*Source material*
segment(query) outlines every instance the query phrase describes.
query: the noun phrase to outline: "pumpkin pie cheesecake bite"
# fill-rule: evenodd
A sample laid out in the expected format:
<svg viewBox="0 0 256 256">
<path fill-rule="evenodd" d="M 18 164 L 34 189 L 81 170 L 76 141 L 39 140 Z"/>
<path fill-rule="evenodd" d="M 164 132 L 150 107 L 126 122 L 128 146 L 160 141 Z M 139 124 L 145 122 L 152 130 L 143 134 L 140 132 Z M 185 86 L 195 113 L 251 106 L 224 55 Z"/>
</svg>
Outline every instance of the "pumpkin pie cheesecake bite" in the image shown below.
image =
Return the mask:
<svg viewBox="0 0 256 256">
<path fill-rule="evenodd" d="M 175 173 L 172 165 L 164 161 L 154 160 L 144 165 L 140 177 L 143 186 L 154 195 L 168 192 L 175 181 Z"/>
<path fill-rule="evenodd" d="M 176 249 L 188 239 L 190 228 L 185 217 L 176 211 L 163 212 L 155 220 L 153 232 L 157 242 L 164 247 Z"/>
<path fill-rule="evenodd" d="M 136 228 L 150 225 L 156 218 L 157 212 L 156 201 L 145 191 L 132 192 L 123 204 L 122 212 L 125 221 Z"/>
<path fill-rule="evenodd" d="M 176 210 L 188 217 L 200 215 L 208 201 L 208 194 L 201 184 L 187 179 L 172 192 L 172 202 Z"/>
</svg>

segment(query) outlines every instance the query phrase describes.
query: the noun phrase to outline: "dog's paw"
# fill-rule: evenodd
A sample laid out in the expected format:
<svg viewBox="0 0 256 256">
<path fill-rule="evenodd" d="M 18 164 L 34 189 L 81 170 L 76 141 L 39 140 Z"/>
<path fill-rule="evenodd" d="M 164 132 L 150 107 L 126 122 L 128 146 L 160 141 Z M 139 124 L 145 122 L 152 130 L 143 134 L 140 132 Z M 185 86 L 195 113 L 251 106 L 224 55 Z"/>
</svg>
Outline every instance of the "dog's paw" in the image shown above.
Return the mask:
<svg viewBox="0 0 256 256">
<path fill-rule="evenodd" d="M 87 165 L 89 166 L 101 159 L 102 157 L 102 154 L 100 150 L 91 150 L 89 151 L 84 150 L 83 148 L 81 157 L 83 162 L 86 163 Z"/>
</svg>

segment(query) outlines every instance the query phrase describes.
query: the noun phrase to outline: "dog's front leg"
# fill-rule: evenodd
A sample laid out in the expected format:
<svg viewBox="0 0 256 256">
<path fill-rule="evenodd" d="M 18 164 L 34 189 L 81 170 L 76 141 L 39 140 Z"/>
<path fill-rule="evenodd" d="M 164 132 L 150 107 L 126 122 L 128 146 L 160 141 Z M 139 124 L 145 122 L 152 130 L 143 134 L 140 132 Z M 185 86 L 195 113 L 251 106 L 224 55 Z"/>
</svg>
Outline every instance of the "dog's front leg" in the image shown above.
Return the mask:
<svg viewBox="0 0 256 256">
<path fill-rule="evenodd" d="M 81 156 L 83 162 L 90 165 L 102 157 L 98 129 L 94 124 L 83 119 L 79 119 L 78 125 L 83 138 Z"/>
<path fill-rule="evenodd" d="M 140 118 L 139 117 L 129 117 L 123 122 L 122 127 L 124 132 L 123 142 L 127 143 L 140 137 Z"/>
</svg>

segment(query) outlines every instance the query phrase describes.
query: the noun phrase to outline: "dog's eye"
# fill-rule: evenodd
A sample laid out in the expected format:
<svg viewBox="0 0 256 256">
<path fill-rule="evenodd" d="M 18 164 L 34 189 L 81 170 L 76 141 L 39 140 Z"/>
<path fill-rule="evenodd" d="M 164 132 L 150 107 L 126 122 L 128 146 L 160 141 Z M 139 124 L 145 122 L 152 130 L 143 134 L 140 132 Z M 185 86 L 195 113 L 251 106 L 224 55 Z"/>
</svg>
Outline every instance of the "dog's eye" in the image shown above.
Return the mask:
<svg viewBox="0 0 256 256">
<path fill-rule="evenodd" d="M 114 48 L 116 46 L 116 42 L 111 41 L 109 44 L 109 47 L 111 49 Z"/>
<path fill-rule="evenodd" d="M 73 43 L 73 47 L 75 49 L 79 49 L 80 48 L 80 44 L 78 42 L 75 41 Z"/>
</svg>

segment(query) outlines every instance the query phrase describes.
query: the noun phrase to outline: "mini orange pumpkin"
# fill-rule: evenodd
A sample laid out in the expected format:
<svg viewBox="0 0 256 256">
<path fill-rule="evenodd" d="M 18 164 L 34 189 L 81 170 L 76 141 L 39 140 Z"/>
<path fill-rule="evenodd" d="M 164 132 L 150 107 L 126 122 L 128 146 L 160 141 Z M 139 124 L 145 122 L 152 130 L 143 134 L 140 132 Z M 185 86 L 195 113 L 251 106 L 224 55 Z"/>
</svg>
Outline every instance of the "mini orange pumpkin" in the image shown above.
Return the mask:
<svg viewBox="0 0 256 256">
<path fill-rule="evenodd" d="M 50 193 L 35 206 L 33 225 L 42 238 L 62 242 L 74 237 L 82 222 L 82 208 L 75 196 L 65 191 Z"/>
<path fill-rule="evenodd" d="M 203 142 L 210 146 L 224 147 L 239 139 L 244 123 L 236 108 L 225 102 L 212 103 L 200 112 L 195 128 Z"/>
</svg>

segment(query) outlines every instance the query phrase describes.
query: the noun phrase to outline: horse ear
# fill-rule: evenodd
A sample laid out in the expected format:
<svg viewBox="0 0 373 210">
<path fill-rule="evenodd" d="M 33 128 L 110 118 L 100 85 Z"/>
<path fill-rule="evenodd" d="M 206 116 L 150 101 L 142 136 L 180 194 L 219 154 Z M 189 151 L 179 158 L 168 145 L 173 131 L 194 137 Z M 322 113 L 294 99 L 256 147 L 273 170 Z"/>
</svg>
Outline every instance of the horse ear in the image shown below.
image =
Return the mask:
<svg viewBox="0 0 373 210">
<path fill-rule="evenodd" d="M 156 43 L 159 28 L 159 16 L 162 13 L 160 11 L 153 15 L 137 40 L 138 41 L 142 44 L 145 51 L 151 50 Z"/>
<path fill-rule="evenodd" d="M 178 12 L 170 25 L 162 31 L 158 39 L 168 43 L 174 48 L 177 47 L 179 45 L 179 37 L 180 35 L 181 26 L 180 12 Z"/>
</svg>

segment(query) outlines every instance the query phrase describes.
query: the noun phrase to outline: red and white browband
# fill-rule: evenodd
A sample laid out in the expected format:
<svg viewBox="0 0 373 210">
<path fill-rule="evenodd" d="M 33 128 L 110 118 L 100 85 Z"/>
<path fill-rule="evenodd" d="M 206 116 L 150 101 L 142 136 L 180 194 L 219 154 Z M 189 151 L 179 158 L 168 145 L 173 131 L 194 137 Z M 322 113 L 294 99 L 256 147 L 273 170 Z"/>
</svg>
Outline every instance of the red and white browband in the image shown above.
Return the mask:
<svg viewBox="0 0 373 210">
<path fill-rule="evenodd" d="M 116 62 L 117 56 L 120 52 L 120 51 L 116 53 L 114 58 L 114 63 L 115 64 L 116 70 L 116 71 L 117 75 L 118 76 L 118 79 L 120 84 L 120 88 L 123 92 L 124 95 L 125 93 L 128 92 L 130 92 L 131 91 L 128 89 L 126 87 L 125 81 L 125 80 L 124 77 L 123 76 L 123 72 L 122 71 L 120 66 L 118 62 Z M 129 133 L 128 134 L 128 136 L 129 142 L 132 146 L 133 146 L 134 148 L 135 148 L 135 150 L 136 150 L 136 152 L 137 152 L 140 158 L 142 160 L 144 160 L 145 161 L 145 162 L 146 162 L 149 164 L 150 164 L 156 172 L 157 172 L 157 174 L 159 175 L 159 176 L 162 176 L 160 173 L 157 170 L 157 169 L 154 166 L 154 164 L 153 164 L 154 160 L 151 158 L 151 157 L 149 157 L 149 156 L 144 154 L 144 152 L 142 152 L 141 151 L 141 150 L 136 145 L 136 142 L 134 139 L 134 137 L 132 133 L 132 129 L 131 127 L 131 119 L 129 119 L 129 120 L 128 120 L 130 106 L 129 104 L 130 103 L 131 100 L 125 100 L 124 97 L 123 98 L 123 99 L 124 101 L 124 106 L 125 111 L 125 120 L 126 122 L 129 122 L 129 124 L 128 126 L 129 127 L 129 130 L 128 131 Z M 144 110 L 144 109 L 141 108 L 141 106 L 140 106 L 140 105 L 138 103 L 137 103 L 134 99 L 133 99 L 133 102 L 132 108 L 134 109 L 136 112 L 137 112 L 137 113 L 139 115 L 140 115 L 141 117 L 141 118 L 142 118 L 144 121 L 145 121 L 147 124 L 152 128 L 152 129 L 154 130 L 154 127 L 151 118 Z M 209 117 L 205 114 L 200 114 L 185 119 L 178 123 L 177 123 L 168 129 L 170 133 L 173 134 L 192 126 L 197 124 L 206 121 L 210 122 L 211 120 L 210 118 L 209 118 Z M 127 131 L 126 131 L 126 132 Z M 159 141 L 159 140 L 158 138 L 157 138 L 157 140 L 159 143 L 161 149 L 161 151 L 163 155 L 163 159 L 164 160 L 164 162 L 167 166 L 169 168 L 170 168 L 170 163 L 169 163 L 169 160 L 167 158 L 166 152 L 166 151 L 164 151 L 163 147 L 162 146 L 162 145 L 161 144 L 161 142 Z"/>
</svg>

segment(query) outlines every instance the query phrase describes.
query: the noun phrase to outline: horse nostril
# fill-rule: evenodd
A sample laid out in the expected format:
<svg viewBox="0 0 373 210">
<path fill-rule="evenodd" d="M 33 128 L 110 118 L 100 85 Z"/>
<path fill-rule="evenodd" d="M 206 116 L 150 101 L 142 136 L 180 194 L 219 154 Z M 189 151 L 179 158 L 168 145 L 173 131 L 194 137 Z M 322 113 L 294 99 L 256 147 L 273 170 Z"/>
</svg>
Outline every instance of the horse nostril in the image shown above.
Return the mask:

*Given problem*
How many lines of the listing above contain the word "orange"? Reply with the number alone.

*Exercise output*
2